● DIRECTION 1: In the plot summary, translate this sentence into Spanish: "Elena discovers another trunk and opens it."

● SOURCE EXCERPT:
-.-.-
Upon entering the hotel, the team is attacked by various people who the Collector has captured and driven insane with drugs, forcing the team to shoot them. Elena discovers another trunk and opens it. A seemingly innocent girl named Abby steps out, pleading to Elena for help before following her through the hotel to look for a way out. While wandering the hotel in separate groups, Arkin, Elena, and Lucello's team all encounter live humans being experimented on and human body parts rearranged to resemble insects, which are displayed in glass cases. Elena is discovered to have a hearing aid by Abby, who claims to be the Collector's favorite and is reluctant to break his rules. Abby screams that Elena is at a disadvantage because of her hearing aid, and will never win. The two are then separated when the Collector finds them.
-.-.-
● RECORDS:
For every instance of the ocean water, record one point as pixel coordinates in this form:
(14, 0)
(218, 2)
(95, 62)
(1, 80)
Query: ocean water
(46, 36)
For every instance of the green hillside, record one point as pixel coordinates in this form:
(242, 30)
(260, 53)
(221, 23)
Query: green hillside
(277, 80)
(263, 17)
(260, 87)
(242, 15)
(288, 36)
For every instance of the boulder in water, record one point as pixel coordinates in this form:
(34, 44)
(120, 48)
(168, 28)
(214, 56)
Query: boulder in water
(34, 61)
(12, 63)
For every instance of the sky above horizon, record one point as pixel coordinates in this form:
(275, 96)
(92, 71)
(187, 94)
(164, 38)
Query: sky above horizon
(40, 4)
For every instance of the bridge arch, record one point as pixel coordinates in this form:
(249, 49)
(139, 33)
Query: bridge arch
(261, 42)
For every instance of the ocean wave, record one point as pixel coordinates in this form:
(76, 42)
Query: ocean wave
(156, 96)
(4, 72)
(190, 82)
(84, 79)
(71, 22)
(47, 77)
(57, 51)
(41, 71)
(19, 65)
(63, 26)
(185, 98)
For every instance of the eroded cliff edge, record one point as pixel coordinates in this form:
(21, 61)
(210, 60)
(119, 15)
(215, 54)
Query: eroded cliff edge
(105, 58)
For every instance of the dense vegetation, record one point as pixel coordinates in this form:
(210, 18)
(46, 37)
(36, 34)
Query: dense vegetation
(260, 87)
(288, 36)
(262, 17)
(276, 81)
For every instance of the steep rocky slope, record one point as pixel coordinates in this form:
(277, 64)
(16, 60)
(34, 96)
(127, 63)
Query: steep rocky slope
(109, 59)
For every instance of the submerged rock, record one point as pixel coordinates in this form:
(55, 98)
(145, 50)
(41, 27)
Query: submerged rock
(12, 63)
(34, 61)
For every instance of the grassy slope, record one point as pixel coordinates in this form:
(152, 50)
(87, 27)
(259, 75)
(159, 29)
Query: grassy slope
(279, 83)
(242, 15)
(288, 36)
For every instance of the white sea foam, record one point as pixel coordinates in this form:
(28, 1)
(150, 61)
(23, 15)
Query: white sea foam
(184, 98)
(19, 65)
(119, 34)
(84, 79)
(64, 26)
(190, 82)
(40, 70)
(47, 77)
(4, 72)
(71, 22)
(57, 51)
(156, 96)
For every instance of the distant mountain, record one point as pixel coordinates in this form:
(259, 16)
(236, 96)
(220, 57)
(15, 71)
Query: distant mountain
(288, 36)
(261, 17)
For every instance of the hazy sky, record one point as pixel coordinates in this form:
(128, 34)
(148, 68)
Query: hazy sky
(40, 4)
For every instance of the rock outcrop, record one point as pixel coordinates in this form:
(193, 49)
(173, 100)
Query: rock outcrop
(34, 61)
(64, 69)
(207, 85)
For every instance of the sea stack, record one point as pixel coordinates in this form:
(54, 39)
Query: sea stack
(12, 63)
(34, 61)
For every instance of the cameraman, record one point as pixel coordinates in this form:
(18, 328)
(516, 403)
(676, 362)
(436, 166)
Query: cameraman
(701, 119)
-.-.-
● DIRECTION 2: Write out the listing word for word, from the line with "For every instance of the distant" through its last line.

● CORRECT OUTPUT 1: Elena descubre otro baúl y lo abre.

● CORRECT OUTPUT 2:
For every instance of the distant mountain, record one point as pixel coordinates in this form:
(259, 16)
(236, 96)
(220, 57)
(15, 71)
Query: distant mountain
(288, 36)
(261, 17)
For every instance of the hazy sky, record one point as pixel coordinates in this form:
(128, 34)
(148, 68)
Query: hazy sky
(40, 4)
For every instance of the rock outcrop, record one point as pixel coordinates in this form:
(193, 49)
(173, 100)
Query: rock outcrop
(34, 61)
(64, 69)
(207, 85)
For every instance of the sea stack, record one point as pixel coordinates in this form:
(54, 39)
Query: sea stack
(12, 63)
(34, 61)
For every instance of the cameraman, record one point as pixel coordinates in this form:
(18, 328)
(516, 403)
(676, 362)
(436, 166)
Query: cameraman
(701, 119)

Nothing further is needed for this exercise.